= ABOUT THIS EXERCISE =
State, as a number alone, how many lines of the data contain the string "bounding".

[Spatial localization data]
*** Begin section ***

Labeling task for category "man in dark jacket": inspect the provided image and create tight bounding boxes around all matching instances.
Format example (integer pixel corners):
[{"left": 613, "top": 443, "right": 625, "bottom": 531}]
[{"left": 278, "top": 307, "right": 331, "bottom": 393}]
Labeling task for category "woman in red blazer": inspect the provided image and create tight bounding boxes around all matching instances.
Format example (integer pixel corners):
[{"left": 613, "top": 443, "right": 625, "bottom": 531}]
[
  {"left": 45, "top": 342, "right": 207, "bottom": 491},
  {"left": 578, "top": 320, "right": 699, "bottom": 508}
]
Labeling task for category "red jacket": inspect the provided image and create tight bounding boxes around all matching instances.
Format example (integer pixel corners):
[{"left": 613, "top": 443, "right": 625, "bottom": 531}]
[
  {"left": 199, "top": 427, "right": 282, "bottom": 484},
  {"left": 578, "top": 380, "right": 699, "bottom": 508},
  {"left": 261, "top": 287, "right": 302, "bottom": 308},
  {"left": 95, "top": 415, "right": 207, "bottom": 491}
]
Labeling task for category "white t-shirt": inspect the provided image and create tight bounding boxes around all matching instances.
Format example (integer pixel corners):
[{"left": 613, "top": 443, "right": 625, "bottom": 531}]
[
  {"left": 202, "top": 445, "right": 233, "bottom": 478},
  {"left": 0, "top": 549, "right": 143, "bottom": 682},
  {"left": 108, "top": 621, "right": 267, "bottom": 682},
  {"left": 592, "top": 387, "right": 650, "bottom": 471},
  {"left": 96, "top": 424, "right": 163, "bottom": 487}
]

*** End section ***

= RESULT BELOW =
4